## Instructions to follow
What is the number of lines in the data below that contain "image"? Reply with the number only.

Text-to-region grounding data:
________

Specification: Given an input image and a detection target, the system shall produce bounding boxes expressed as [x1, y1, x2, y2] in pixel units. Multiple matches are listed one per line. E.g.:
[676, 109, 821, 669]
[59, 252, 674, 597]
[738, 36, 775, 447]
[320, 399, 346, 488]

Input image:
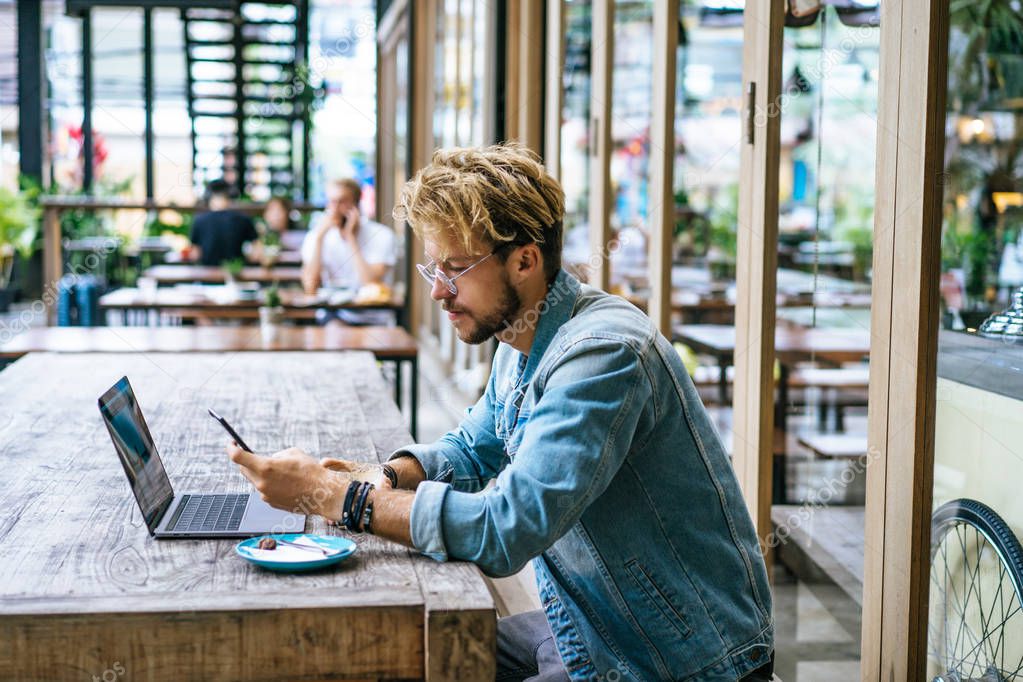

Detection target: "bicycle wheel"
[929, 498, 1023, 681]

________

## Answer to the exercise
2